# SELECTION
---

ANYWAY, we are in the wine cellar, which at one time used to be a vault when it was a bank, and there is this table in the middle, set up with wine glasses and a few bottles of wine, and I ask our girl if she ever has wine tastings in here because I am fully going to do one while my kids look on, and she's all, "we used to until someone stole a bottle of wine and then we stopped."
She then started telling us the history of the house, and of course, I mentally went somewhere else, when she used the word "General" and "Civil War" and then she said, "We actually have a picture of Mrs. Habersham. Do you want to see it?" She says this, as she reaches under the table and pulls out this framed photograph of this ghost-like, transparent, smoky image of a woman floating in a long dress with the bartender in the background looking straight at the camera, polishing a glass. She explains that it was taken a few months ago in the very room we are standing in, by a coworker of the bartender after closing, and the girls and I were mesmerized.
As the girls and I were discussing this later, we thought she was going to pull out a creepy portrait of Mrs. Habersham, as the house is dripping with them, and then here SHE is, suprising us with a ghost story when we were least expecting it. Here is a pic of us in the cellar she took. It is my favorite picture of the trip. I guess because I am surrounded by the things that I love the most, my babies, candles and WINE. Look at Eva. Classic.

---

# RAW DATA

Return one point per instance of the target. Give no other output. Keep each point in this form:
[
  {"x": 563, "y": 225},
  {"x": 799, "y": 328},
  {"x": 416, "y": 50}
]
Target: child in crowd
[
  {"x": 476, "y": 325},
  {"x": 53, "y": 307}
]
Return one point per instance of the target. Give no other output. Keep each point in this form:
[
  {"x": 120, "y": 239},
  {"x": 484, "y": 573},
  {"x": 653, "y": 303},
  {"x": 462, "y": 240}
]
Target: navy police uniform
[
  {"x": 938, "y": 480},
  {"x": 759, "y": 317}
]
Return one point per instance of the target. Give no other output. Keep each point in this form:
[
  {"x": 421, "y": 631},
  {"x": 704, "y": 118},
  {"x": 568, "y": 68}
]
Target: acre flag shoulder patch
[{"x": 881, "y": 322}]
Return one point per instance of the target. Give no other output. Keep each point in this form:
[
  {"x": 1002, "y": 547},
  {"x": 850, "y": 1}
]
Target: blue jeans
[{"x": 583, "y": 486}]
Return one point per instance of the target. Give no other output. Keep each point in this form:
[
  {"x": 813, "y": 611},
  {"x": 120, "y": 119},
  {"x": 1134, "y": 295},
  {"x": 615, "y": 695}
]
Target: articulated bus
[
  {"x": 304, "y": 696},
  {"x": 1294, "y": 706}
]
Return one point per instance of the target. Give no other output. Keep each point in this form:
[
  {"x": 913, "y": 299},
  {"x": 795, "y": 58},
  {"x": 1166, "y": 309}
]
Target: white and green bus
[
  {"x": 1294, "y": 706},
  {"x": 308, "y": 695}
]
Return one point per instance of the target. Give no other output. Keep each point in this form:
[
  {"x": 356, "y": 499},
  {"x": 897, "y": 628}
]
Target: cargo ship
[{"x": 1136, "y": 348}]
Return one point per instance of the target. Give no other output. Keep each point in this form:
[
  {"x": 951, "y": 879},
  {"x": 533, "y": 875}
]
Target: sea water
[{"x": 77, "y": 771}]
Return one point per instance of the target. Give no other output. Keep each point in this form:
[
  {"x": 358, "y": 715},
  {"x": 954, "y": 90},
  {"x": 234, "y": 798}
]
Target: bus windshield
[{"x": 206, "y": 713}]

---

# TASK LIST
**A)** Extract the part of the wine cellar account from "As the girls" up to and including "at Eva. Classic.".
**B)** In the wine cellar account, why did the wine tastings in the cellar stop?
**C)** Carry on the wine cellar account from where it stops.
The records were taken from a separate source.

# SET OF ANSWERS
**A)**
As the girls and I were discussing this later, we thought she was going to pull out a creepy portrait of Mrs. Habersham, as the house is dripping with them, and then here SHE is, suprising us with a ghost story when we were least expecting it. Here is a pic of us in the cellar she took. It is my favorite picture of the trip. I guess because I am surrounded by the things that I love the most, my babies, candles and WINE. Look at Eva. Classic.

**B)** They stopped after someone stole a bottle of wine.

**C)**
So after an amazing dinner in which I got to have cheese grits and collard greens with an entire fish with it's head cut off. We killed some time by hanging out in one of the town squares where a sax player was entertaining, and then in true Underwood fashion, we went to a bar. In my defense, we were supposed to meet the Tour Guide for the Ghost Tour in the parking lot across the street from McDonough's, the bar, and it was 100 degrees. Nothin' like sitting belly up to a bar with your three kids. The bartender was really nice and gave them Reece's bits and ice waters while Brad and I drank ice cold draft beer and mingled with the locals. I reconciled it in my mind by telling myself that families in London go to Pubs all the time, so it was cool. Here's a few picks from the Square and the bar.
I actually have a series of shots that Mills took of herself, but it would take up the entire blog. Anyway, the tour STARTED at 9:00 pm and was supposed to last ninety minutes (it lasted two hours) and it was a WALKING TOUR, but it was rated the BEST OF on the internet so I chose THAT one, unwisely, I suppose, considering we were the only family with small children there (they usually do the 7pm one) but I wanted it to be dark, so THERE WE WERE. In my defense, I could have done the "Midnight Pub Crawl" which I WANTED to do, but I relented.
So all us freaky freaks gather in the parking lot across from McDonough's and the guide is actually the Founder of Blue Orb Tours, so in my mind, we had hit the jackpot.
Our first stop was the Colonial Park Cemetary and it had gotten dark and the guide is explaining how children and animals are most perceptive when it comes to ghosts, and coincidentally, almost every ghost story he told involved a 7-year-old girl, which is the EXACT age of Mills, my middle child. PEEERRRRFFFECT.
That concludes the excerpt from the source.